Work instructions: Would you copy only the lines below, beginning with the one that contains "Provide the location of each instance of the sign" and running through the last entry line?

***** Records provided

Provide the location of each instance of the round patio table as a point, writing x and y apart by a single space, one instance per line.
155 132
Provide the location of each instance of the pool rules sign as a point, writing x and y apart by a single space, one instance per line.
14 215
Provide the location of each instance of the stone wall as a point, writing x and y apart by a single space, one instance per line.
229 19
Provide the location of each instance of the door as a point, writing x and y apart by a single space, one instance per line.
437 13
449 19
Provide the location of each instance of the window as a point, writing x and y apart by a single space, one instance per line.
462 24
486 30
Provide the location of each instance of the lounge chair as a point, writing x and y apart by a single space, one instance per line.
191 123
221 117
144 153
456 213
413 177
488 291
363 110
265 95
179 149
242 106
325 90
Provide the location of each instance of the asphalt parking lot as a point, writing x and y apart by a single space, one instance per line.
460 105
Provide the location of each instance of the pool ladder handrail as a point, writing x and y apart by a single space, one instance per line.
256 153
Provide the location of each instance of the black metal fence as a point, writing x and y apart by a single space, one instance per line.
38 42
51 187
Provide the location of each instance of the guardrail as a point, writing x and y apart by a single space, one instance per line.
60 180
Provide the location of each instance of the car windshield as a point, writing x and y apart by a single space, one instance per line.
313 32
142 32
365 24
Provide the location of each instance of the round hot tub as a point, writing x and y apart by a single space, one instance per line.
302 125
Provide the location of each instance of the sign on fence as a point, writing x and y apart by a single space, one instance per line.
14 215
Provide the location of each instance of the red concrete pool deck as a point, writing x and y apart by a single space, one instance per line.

**********

Problem solution:
Provide the location of each instance of the sign on fence as a point, writing x and y apart by a single space, one instance per line.
14 215
Provide the location of each instance of the red concrete pool deck as a point, writing x and y apart by a single space, one instance per line.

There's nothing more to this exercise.